14. Comment briefly, in non-statistical language, about the result of the test.

##        1 
## 8.660556

## 
## Call:
## lm(formula = y ~ x)
## 
## Residuals:
##      Min       1Q   Median       3Q      Max 
## -1.71840 -0.78979  0.07438  0.74938  1.98160 
## 
## Coefficients:
##             Estimate Std. Error t value Pr(>|t|)    
## (Intercept)  0.06118    0.39157   0.156    0.878    
## x            1.23144    0.04615  26.686 6.31e-16 ***
## ---
## Signif. codes:  0 '***' 0.001 '**' 0.01 '*' 0.05 '.' 0.1 ' ' 1
## 
## Residual standard error: 1.047 on 18 degrees of freedom
## Multiple R-squared:  0.9753, Adjusted R-squared:  0.974 
## F-statistic: 712.1 on 1 and 18 DF,  p-value: 6.31e-16

9.3 Models that don’t fit

Up to now, we’ve focused on situations where the linear model fits quite well, but there are some clear signs of models that fit poorly that we can watch out for.

Firstly, just because a linear model’s terms are significant, doesn’t mean it is the best fit or even a sensible model. Consider this:

x<-seq(1,20,by=1) # Generate a sequence of integers from 1 to 20
y<-jitter(x^2) # y is x^2, with a small amount of noise
plot(x,y) 

Clearly a straight line (simple linear regression) is not a sensible model, and we’ll see how to fit more complicated models in the next section. However if we try to build a linear model in the usual way:

silly.lm<-lm(y~x)
plot(x,y)
abline(silly.lm)

summary(silly.lm)

## 
## Call:
## lm(formula = y ~ x)
## 
## Residuals:
##     Min      1Q  Median      3Q     Max 
## -33.571 -26.728  -7.846  22.560  57.361 
## 
## Coefficients:
##             Estimate Std. Error t value Pr(>|t|)    
## (Intercept)  -76.820     14.514  -5.293 4.95e-05 ***
## x             20.981      1.212  17.317 1.14e-12 ***
## ---
## Signif. codes:  0 '***' 0.001 '**' 0.01 '*' 0.05 '.' 0.1 ' ' 1
## 
## Residual standard error: 31.24 on 18 degrees of freedom
## Multiple R-squared:  0.9434, Adjusted R-squared:  0.9402 
## F-statistic: 299.9 on 1 and 18 DF,  p-value: 1.14e-12

From the summary output alone, it looks like everything is significant- there are stars at the end of the (intercept) and x lines, and the p-values are very low, so we conclude that \(x\) is useful in helping us explain \(y\). However, this does not say that the model is any good. We have to look at the residuals to see problems:

plot(silly.lm)

See the obvious pattern in the first plot! This is a good indication of the model not fitting well because our assumptions are not satisfied; our assumptions imply that our residuals should not depend on the fitted value of y, but clearly we see a u-shaped pattern in our residuals. This means we must question our linear model.

I spend a lot of time discussing residuals here- and you may feel too much- but studying the residual plots is often the only way to detect problems in the model. Certainly as we introduce more complicated models, it is not easy to see problems by eye.

(Saved entries)
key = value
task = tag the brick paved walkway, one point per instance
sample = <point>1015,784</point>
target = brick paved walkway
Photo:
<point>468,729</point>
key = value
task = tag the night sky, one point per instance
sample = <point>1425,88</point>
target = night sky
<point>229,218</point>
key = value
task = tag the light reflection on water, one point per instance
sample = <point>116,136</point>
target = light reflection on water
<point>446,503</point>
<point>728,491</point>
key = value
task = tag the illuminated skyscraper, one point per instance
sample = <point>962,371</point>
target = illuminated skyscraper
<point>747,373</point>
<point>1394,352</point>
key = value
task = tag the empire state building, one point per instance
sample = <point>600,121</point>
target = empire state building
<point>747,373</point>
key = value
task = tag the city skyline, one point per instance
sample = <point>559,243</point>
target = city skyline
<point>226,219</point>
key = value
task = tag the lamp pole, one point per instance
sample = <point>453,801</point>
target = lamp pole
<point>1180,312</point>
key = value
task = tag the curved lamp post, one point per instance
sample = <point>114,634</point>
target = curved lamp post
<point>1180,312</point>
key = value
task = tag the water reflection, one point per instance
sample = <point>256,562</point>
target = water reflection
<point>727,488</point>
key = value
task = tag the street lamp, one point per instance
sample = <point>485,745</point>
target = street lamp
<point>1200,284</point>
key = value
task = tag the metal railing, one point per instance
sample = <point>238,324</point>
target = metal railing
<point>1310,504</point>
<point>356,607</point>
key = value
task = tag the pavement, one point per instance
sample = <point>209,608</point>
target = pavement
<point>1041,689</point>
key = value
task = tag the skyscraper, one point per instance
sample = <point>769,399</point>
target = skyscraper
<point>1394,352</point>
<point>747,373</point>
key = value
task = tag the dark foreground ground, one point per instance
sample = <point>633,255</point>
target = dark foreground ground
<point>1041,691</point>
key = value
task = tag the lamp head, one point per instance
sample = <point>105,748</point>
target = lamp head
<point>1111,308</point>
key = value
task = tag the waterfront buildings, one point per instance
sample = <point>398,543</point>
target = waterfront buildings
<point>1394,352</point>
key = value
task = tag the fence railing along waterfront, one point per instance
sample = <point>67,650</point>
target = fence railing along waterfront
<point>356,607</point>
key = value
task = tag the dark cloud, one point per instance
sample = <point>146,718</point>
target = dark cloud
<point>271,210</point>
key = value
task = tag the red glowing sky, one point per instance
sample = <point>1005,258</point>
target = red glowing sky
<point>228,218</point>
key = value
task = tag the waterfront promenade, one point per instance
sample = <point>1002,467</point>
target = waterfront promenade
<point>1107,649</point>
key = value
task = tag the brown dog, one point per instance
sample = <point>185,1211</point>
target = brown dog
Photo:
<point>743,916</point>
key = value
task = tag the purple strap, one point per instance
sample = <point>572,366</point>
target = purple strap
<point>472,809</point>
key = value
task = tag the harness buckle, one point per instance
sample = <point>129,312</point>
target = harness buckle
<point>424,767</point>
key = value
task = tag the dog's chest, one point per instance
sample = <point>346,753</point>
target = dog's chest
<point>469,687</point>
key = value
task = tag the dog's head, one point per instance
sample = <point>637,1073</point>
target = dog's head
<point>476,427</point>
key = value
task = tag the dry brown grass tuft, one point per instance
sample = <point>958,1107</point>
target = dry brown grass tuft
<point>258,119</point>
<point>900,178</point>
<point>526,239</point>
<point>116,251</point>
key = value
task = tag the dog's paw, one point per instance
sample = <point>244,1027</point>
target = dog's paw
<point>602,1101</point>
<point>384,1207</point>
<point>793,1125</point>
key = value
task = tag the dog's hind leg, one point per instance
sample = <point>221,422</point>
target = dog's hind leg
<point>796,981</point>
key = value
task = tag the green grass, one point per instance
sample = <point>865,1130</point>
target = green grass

(Task instructions)
1. Answer these questions about the excerpt on models that don't fit:
(a) According to the code comment, what is y?
(b) What pattern does the text say appears in the residuals of the first plot?
(c) What does the text say is often the only way to detect problems in the model?
2. Duplicate the part of the excerpt on models that don't fit starting with "plot(silly.lm)" and going on through "problems by eye.".
Rely on nothing but the excerpt itself.

(Results by task)
1.
(a) y is x^2, with a small amount of noise.
(b) A u-shaped pattern.
(c) Studying the residual plots.

2.
plot(silly.lm)

See the obvious pattern in the first plot! This is a good indication of the model not fitting well because our assumptions are not satisfied; our assumptions imply that our residuals should not depend on the fitted value of y, but clearly we see a u-shaped pattern in our residuals. This means we must question our linear model.

I spend a lot of time discussing residuals here- and you may feel too much- but studying the residual plots is often the only way to detect problems in the model. Certainly as we introduce more complicated models, it is not easy to see problems by eye.